[start Dataset records]
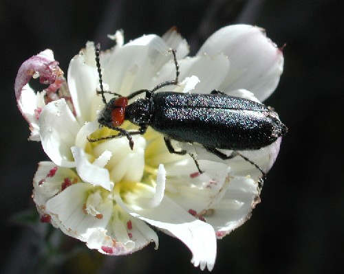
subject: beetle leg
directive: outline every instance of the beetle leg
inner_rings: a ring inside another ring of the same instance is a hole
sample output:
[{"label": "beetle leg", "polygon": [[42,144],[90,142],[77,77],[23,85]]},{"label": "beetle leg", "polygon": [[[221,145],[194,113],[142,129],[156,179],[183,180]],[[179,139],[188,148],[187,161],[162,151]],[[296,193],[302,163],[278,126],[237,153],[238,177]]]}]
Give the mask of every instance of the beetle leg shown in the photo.
[{"label": "beetle leg", "polygon": [[223,91],[218,91],[217,89],[214,89],[211,92],[211,94],[221,94],[222,95],[225,95],[226,93]]},{"label": "beetle leg", "polygon": [[172,54],[173,54],[173,61],[174,61],[174,65],[175,66],[175,80],[171,80],[169,81],[162,82],[162,83],[158,84],[151,91],[151,92],[152,93],[166,86],[171,86],[171,85],[175,86],[178,84],[179,64],[178,62],[177,61],[177,57],[175,57],[176,51],[175,49],[171,49],[170,52],[171,52]]},{"label": "beetle leg", "polygon": [[165,141],[166,146],[170,153],[178,154],[178,155],[185,155],[186,154],[186,150],[175,150],[172,146],[172,144],[171,144],[171,139],[164,137],[164,141]]},{"label": "beetle leg", "polygon": [[224,153],[222,153],[221,151],[217,150],[215,148],[209,148],[209,147],[206,147],[206,146],[204,146],[204,148],[206,149],[207,151],[217,156],[219,158],[222,159],[222,160],[228,160],[230,159],[233,159],[237,156],[239,156],[242,159],[244,159],[245,161],[250,163],[251,165],[254,165],[258,170],[259,170],[261,172],[261,174],[263,175],[263,179],[265,179],[266,178],[266,173],[257,163],[252,161],[248,157],[246,157],[246,156],[244,156],[242,154],[241,154],[238,151],[234,150],[232,153],[230,153],[230,155],[227,155]]},{"label": "beetle leg", "polygon": [[87,137],[87,140],[88,141],[91,143],[94,143],[96,141],[101,141],[101,140],[108,140],[110,139],[114,139],[122,136],[125,136],[127,139],[128,139],[129,142],[129,147],[130,149],[132,150],[133,148],[133,137],[131,135],[143,135],[146,133],[146,130],[147,129],[147,126],[141,126],[138,130],[136,131],[127,131],[125,129],[123,129],[122,128],[117,128],[117,127],[113,127],[111,128],[111,129],[114,130],[119,131],[118,134],[114,135],[109,135],[109,136],[104,136],[100,138],[96,138],[96,139],[92,139],[89,138]]},{"label": "beetle leg", "polygon": [[[171,143],[171,139],[165,137],[164,137],[164,141],[165,141],[166,146],[167,147],[167,149],[169,150],[169,152],[170,153],[177,154],[178,155],[185,155],[186,154],[186,150],[184,150],[180,151],[175,150],[173,146],[172,146],[172,144]],[[189,153],[189,155],[191,157],[193,161],[195,162],[195,164],[196,165],[196,168],[198,170],[198,172],[202,174],[203,173],[203,171],[202,171],[201,169],[200,168],[200,165],[198,164],[198,162],[197,161],[196,159],[191,153]]]}]

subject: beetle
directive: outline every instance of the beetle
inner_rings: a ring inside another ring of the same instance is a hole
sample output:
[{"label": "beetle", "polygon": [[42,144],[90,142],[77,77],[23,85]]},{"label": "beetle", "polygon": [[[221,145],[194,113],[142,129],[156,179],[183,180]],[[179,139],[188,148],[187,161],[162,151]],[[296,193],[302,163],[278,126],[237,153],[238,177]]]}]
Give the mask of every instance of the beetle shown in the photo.
[{"label": "beetle", "polygon": [[[96,47],[96,61],[99,74],[101,95],[105,104],[100,112],[98,122],[118,132],[118,134],[90,139],[91,142],[125,136],[130,148],[133,147],[132,135],[143,135],[151,126],[164,135],[169,151],[185,155],[186,150],[176,150],[171,140],[181,142],[199,143],[209,152],[221,159],[239,156],[255,165],[266,176],[265,172],[256,163],[238,150],[254,150],[266,147],[283,136],[287,127],[281,122],[271,108],[248,99],[227,95],[214,90],[208,94],[182,93],[178,92],[155,92],[163,87],[178,84],[179,65],[175,50],[171,49],[176,76],[173,80],[163,82],[151,90],[141,89],[128,96],[112,91],[105,91],[99,60],[100,45]],[[116,97],[107,102],[104,93]],[[129,104],[129,100],[145,93],[144,98]],[[139,126],[138,130],[127,131],[120,126],[125,120]],[[227,155],[219,149],[233,150]],[[194,156],[198,171],[202,173]]]}]

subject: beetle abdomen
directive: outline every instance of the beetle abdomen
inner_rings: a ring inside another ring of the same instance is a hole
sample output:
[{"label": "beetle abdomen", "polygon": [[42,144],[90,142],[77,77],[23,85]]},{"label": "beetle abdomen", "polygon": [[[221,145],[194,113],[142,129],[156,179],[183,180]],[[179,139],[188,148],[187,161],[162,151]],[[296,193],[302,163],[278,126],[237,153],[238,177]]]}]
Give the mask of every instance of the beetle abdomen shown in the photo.
[{"label": "beetle abdomen", "polygon": [[151,126],[180,141],[235,150],[256,150],[286,132],[274,111],[243,98],[161,93],[152,99]]}]

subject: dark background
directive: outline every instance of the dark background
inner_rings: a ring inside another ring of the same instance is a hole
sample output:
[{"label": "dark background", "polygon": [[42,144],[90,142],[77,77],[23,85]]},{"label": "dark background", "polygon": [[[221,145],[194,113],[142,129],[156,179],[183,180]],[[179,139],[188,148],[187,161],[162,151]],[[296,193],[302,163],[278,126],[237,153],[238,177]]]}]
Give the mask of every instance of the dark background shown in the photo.
[{"label": "dark background", "polygon": [[[162,35],[175,25],[193,55],[216,30],[246,23],[264,27],[279,46],[287,44],[284,73],[266,103],[275,107],[289,133],[251,219],[217,242],[213,273],[343,273],[344,91],[340,82],[344,24],[339,3],[0,1],[0,269],[6,274],[32,273],[29,266],[40,258],[36,245],[42,240],[37,227],[34,232],[15,225],[11,218],[34,207],[32,177],[37,163],[47,159],[40,144],[27,141],[28,125],[16,106],[13,84],[21,64],[51,48],[67,73],[69,61],[87,41],[100,42],[105,48],[106,34],[120,28],[128,41],[144,34]],[[50,273],[201,272],[190,263],[191,253],[183,244],[159,236],[158,251],[151,244],[116,258],[81,252],[58,262]],[[70,240],[66,238],[62,241]],[[58,261],[58,256],[52,257]],[[42,269],[44,273],[47,269]]]}]

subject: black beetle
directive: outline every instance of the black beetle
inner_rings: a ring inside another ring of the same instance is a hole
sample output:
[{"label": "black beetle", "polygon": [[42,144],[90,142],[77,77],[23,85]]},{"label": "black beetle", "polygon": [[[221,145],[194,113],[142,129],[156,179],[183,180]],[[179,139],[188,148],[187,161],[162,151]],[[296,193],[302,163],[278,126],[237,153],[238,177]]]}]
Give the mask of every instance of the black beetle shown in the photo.
[{"label": "black beetle", "polygon": [[[171,140],[182,142],[199,143],[208,152],[222,159],[240,156],[258,168],[265,177],[265,172],[255,163],[237,150],[252,150],[266,147],[287,132],[277,114],[270,108],[248,99],[229,96],[214,90],[210,94],[158,92],[158,89],[168,85],[178,84],[179,65],[173,54],[176,69],[174,80],[164,82],[152,90],[142,89],[124,97],[118,93],[104,91],[99,62],[100,45],[96,47],[96,60],[99,73],[100,91],[105,107],[98,118],[100,125],[118,131],[115,135],[89,141],[126,136],[131,149],[133,141],[131,135],[142,135],[148,126],[164,135],[166,146],[171,153],[185,155],[186,150],[175,150]],[[109,102],[105,93],[116,95]],[[137,99],[128,104],[130,99],[145,93],[145,98]],[[127,131],[120,128],[125,120],[139,126],[135,131]],[[230,155],[218,149],[233,150]],[[197,161],[191,155],[202,173]]]}]

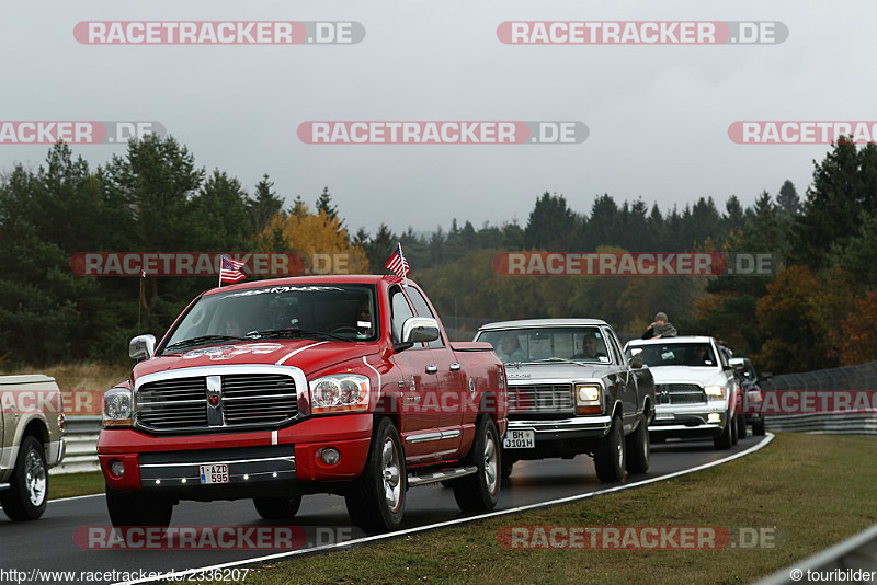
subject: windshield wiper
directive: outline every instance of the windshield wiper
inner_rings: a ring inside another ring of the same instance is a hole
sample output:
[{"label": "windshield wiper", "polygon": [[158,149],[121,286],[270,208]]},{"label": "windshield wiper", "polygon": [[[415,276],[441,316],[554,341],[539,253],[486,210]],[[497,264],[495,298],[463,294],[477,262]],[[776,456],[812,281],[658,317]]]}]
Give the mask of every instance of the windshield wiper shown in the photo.
[{"label": "windshield wiper", "polygon": [[262,331],[251,331],[247,334],[248,340],[260,340],[262,337],[328,337],[337,341],[353,341],[350,337],[333,335],[332,333],[327,333],[324,331],[310,331],[298,328],[265,329]]},{"label": "windshield wiper", "polygon": [[593,364],[593,360],[583,364],[582,362],[579,362],[577,359],[567,359],[563,357],[546,357],[543,359],[532,359],[529,362],[521,362],[521,364],[576,364],[577,366],[589,366]]},{"label": "windshield wiper", "polygon": [[189,340],[183,340],[176,343],[172,343],[167,347],[164,347],[162,353],[168,349],[180,349],[182,347],[189,347],[191,345],[204,345],[208,343],[224,342],[224,341],[247,341],[247,337],[236,337],[234,335],[198,335],[197,337],[192,337]]}]

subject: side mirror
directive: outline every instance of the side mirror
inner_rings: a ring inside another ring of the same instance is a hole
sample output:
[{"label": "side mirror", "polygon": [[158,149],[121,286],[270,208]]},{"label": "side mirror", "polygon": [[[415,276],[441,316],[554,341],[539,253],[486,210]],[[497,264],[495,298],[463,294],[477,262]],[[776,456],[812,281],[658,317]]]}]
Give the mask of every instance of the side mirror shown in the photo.
[{"label": "side mirror", "polygon": [[402,323],[402,343],[429,343],[440,335],[438,321],[429,317],[411,317]]},{"label": "side mirror", "polygon": [[138,362],[156,355],[156,336],[147,334],[134,337],[128,344],[128,355]]}]

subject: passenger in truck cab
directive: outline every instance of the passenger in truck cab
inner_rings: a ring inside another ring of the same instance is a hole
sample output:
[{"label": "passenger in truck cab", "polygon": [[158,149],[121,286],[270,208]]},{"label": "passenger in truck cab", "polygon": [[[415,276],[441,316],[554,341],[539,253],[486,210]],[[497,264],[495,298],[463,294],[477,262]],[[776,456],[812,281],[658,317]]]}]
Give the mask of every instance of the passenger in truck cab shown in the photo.
[{"label": "passenger in truck cab", "polygon": [[523,362],[527,358],[521,343],[517,341],[517,335],[514,333],[506,333],[500,337],[500,346],[497,347],[497,355],[503,362]]}]

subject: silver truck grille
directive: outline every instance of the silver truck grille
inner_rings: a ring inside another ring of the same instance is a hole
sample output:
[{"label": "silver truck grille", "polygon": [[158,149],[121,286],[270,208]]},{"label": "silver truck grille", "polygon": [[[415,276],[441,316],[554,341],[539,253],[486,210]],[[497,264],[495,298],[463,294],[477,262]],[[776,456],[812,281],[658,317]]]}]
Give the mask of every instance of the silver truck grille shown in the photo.
[{"label": "silver truck grille", "polygon": [[569,413],[573,411],[571,383],[509,387],[509,414]]},{"label": "silver truck grille", "polygon": [[706,393],[696,383],[657,383],[658,404],[706,404]]},{"label": "silver truck grille", "polygon": [[[283,374],[229,374],[173,378],[137,391],[138,426],[153,431],[197,431],[271,426],[298,414],[295,380]],[[209,389],[209,390],[208,390]],[[210,395],[218,394],[213,398]]]}]

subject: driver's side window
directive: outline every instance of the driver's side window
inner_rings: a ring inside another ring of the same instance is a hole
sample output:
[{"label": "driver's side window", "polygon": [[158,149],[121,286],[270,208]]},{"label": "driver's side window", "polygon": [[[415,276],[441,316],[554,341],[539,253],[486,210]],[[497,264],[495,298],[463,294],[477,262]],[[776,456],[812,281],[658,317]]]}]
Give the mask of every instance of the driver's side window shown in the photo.
[{"label": "driver's side window", "polygon": [[414,317],[414,313],[399,287],[390,289],[390,310],[392,311],[392,343],[402,343],[402,323]]}]

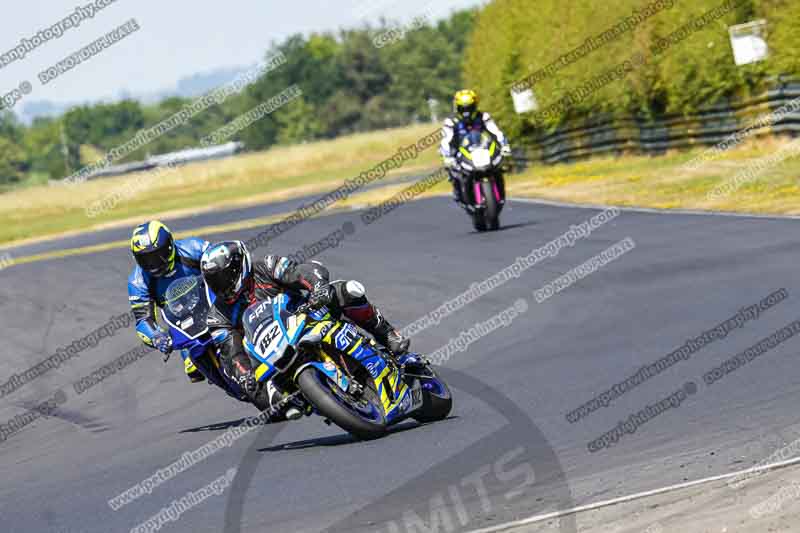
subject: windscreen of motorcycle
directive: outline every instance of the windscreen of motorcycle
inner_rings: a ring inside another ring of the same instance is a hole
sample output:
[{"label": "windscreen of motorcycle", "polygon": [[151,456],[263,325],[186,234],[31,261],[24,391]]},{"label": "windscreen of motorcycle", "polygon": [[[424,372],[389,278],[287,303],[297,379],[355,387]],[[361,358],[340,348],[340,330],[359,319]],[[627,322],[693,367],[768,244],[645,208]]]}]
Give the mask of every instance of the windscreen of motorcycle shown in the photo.
[{"label": "windscreen of motorcycle", "polygon": [[208,331],[211,304],[202,278],[176,279],[167,288],[164,301],[162,315],[170,327],[189,339],[196,339]]}]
[end Dataset records]
What to do
Reproduce the records from their first line up to and including the line with "Give the mask of every instance of the beetle leg". Leave the pictures out.

Result of the task
subject: beetle leg
directive: outline every instance of the beetle leg
inner_rings: a ring inside another ring of the same instance is a hole
sample output:
[{"label": "beetle leg", "polygon": [[42,144],[90,142],[77,77],[23,85]]},{"label": "beetle leg", "polygon": [[[221,145],[194,113],[142,129],[156,179],[183,180]],[[179,139],[188,148],[187,161],[162,151]],[[296,193],[302,163],[278,126],[237,153],[238,177]]]}]
Give the mask of every instance of the beetle leg shown in the photo.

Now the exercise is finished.